SUPPLIED ENTRIES:

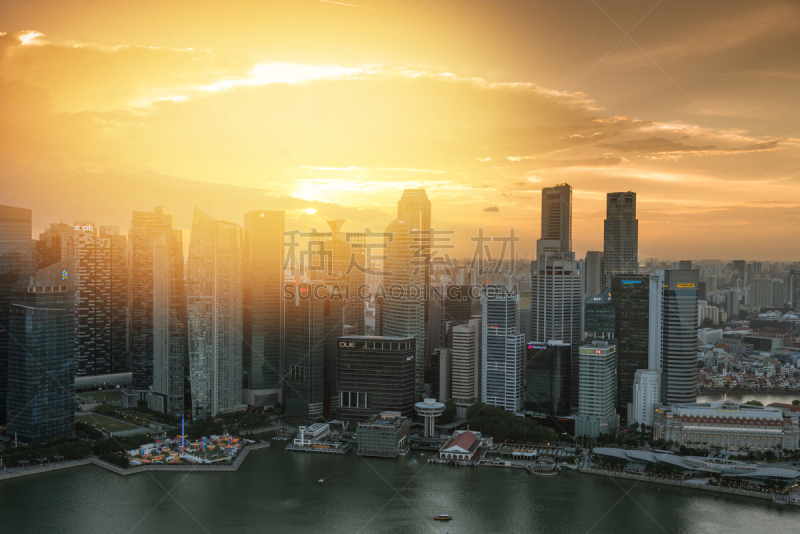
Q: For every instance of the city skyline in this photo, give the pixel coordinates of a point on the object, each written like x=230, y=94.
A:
x=479, y=114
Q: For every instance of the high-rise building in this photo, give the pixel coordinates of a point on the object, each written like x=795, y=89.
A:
x=502, y=351
x=557, y=215
x=548, y=378
x=170, y=335
x=620, y=236
x=631, y=298
x=214, y=303
x=646, y=394
x=556, y=304
x=598, y=369
x=593, y=273
x=304, y=382
x=599, y=317
x=101, y=299
x=404, y=284
x=375, y=374
x=41, y=364
x=17, y=265
x=465, y=347
x=263, y=307
x=673, y=337
x=146, y=227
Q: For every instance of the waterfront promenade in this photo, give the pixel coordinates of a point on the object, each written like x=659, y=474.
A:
x=682, y=484
x=16, y=472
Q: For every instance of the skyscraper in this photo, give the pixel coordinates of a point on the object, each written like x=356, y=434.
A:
x=502, y=351
x=304, y=383
x=557, y=215
x=41, y=365
x=673, y=333
x=556, y=302
x=630, y=296
x=465, y=347
x=403, y=306
x=620, y=236
x=170, y=339
x=593, y=273
x=146, y=227
x=101, y=299
x=548, y=378
x=598, y=369
x=214, y=305
x=263, y=306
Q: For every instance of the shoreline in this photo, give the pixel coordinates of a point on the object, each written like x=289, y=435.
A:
x=93, y=460
x=717, y=489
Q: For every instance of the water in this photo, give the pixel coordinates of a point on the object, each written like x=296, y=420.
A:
x=277, y=491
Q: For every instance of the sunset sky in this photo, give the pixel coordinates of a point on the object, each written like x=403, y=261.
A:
x=329, y=109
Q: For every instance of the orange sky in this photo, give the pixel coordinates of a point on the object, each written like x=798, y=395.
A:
x=330, y=109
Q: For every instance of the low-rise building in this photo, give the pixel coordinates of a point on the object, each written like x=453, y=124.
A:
x=728, y=425
x=384, y=435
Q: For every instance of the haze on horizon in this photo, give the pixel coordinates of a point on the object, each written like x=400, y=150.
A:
x=328, y=110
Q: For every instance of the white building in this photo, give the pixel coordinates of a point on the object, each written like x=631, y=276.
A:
x=598, y=393
x=502, y=349
x=646, y=393
x=466, y=360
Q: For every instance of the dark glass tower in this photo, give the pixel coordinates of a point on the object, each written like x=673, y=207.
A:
x=630, y=296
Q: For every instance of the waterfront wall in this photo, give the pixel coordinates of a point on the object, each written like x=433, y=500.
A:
x=93, y=460
x=705, y=487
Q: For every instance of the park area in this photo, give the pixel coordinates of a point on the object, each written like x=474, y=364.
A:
x=101, y=422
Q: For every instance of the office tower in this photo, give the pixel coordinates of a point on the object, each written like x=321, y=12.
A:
x=502, y=351
x=646, y=393
x=620, y=236
x=732, y=301
x=793, y=289
x=17, y=248
x=740, y=266
x=465, y=347
x=100, y=281
x=593, y=273
x=41, y=364
x=53, y=245
x=403, y=306
x=761, y=292
x=170, y=339
x=146, y=227
x=548, y=378
x=304, y=381
x=557, y=215
x=599, y=317
x=17, y=264
x=556, y=302
x=376, y=374
x=598, y=367
x=673, y=305
x=263, y=307
x=631, y=298
x=214, y=303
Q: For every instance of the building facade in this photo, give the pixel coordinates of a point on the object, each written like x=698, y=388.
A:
x=375, y=374
x=214, y=304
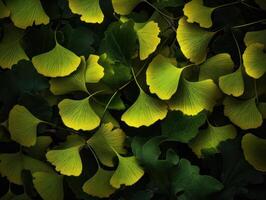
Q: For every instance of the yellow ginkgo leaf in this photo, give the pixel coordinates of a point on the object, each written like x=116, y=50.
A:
x=145, y=111
x=78, y=114
x=243, y=113
x=89, y=10
x=157, y=71
x=22, y=126
x=26, y=13
x=148, y=36
x=193, y=41
x=57, y=62
x=94, y=71
x=66, y=157
x=10, y=49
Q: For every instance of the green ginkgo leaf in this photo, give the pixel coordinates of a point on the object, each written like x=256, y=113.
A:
x=127, y=173
x=27, y=13
x=10, y=49
x=197, y=12
x=99, y=184
x=211, y=137
x=78, y=114
x=89, y=10
x=216, y=66
x=254, y=60
x=66, y=157
x=94, y=71
x=74, y=82
x=49, y=185
x=232, y=84
x=145, y=111
x=4, y=11
x=193, y=40
x=157, y=71
x=57, y=62
x=12, y=165
x=243, y=113
x=254, y=149
x=124, y=7
x=193, y=97
x=255, y=37
x=106, y=141
x=148, y=36
x=22, y=126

WHAT TO WORK ON:
Show every line of the material that includes the string "building".

FINISHED EXERCISE:
Q: For every instance of the high-rise building in this photo, give the pixel coordinates of a point on the object, each written like x=795, y=89.
Q: For every instance of the low-rise building in this photo, give the pixel coordinates of a point on the object, each written like x=453, y=124.
Q: For every instance of the white building in this photo, give the pixel coordinates of a point on the object, each written like x=631, y=276.
Q: For every instance of the building facade in this photo, give the pixel coordinates of a point on the object, each written like x=698, y=388.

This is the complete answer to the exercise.